Brief: Give back exactly the lines of the material below that start at the line containing "Query: torii gate" and end at the line containing "<point>73,105</point>", and no others.
=== Section Start ===
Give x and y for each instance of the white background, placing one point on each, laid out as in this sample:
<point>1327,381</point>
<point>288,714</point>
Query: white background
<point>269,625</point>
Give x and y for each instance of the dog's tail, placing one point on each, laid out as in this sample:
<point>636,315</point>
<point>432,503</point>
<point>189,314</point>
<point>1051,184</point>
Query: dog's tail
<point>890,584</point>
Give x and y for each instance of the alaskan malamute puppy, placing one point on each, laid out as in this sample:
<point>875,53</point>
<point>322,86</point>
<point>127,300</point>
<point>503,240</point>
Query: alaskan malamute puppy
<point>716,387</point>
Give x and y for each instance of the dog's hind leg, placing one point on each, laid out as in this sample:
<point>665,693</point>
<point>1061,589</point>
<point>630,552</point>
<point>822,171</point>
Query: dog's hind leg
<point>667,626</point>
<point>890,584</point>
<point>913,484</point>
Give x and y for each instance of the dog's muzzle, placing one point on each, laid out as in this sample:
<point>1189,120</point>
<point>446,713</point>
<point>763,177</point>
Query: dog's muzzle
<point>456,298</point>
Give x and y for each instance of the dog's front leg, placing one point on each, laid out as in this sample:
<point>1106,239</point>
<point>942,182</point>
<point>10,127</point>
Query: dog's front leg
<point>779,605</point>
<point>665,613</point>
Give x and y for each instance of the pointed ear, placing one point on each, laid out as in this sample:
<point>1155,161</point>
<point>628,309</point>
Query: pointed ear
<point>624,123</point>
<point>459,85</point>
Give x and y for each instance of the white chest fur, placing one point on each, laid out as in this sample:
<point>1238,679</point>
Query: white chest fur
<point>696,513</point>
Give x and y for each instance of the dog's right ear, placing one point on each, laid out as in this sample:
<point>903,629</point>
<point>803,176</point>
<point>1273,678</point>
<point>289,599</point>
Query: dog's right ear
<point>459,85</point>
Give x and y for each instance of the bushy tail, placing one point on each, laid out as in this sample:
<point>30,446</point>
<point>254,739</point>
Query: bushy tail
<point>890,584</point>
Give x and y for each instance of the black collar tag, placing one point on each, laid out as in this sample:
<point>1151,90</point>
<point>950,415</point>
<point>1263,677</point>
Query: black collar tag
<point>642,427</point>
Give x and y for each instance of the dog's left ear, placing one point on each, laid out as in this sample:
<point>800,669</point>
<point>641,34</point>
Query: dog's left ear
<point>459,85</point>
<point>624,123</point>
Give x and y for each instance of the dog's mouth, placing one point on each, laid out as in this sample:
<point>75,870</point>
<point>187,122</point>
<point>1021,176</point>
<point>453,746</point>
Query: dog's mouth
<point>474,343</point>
=== Section End ===
=== Section Start ===
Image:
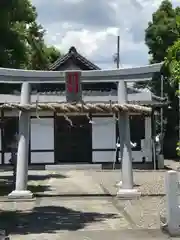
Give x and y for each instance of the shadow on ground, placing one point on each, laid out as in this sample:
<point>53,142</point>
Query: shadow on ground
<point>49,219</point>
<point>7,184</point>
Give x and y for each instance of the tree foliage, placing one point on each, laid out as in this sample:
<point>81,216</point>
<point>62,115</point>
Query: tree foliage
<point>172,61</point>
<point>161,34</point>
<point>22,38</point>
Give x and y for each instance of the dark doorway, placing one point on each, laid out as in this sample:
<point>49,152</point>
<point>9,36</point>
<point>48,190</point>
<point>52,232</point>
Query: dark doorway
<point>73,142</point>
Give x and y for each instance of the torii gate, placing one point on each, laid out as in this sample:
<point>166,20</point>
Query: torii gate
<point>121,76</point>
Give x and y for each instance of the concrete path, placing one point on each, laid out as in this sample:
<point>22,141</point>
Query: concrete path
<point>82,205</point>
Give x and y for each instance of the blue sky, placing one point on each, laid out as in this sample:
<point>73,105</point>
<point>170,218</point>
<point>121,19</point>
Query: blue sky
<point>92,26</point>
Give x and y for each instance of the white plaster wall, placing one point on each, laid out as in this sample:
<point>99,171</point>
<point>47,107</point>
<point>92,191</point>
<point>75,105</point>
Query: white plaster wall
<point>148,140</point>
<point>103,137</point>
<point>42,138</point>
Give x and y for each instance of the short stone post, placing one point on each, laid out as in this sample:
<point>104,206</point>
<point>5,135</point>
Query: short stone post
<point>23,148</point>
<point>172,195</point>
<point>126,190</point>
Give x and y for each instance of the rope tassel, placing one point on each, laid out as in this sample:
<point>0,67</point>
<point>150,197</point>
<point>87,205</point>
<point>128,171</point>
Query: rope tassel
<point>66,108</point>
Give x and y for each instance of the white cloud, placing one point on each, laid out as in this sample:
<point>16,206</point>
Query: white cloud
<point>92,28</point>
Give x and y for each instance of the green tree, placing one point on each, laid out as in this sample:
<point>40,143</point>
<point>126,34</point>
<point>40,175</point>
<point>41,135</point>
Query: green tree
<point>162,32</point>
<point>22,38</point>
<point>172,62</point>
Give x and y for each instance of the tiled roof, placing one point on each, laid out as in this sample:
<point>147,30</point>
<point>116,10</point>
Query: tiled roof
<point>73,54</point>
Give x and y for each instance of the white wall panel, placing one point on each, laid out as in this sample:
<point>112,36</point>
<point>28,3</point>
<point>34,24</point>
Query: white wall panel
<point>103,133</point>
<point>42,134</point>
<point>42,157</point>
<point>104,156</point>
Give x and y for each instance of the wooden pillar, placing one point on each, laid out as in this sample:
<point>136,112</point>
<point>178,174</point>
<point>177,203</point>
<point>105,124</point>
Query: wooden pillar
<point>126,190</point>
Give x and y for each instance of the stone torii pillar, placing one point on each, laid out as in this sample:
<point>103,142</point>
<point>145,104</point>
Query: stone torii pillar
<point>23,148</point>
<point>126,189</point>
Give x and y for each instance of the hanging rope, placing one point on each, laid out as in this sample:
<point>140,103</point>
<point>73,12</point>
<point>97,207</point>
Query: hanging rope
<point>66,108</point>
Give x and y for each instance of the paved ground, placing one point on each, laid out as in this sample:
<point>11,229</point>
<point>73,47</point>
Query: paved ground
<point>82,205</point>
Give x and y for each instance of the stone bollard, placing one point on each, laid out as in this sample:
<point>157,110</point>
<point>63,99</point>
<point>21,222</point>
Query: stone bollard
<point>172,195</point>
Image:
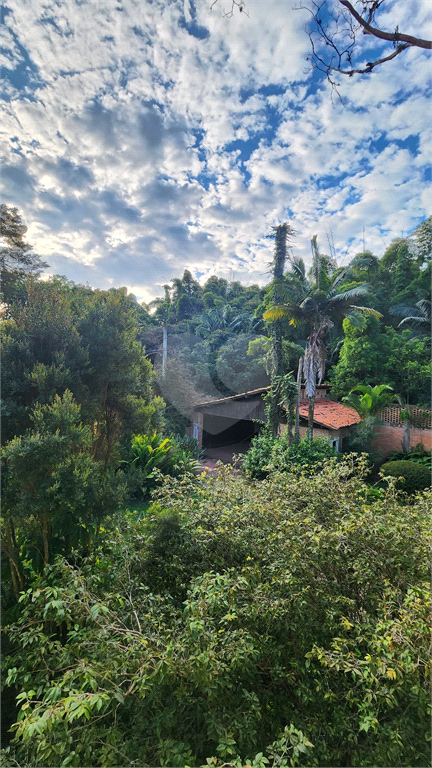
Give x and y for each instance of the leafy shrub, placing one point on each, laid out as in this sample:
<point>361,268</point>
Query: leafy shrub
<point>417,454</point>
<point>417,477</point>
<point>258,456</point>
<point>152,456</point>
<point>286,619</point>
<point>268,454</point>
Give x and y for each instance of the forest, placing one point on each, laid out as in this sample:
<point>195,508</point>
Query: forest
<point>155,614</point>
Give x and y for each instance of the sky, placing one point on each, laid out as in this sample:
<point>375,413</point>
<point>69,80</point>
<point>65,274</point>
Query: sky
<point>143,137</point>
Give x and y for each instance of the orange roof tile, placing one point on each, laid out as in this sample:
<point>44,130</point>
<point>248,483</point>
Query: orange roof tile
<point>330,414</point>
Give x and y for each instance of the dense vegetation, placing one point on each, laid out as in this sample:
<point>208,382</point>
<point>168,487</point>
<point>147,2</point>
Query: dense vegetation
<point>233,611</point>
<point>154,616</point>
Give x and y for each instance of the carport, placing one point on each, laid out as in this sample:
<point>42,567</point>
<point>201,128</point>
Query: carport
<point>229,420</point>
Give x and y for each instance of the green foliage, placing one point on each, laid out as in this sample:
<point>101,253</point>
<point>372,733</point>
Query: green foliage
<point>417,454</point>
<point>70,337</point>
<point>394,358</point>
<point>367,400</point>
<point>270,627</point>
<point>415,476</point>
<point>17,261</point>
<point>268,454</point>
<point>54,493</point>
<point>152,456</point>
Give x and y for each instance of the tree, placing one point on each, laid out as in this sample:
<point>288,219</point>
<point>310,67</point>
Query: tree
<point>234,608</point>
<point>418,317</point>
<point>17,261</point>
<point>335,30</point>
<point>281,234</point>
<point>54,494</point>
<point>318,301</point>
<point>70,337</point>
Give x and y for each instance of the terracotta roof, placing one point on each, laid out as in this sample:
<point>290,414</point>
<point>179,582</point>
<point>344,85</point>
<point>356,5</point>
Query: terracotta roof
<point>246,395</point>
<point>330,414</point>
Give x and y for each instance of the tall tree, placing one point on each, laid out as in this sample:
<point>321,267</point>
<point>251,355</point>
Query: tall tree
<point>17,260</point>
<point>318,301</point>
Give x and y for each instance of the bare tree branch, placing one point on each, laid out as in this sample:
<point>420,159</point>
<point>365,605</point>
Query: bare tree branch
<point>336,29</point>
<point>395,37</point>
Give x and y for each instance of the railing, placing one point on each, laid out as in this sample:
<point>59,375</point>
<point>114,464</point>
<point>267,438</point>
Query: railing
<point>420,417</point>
=== Section End ===
Task response:
Query: torii gate
<point>121,76</point>
Give x and y for each instance of the concrete path, placing one point on each, laid out as in this sample:
<point>22,141</point>
Query: concrete path
<point>82,205</point>
Give x and y for each instance of the blue sky, placing one point on each, laid out as in this sample:
<point>73,105</point>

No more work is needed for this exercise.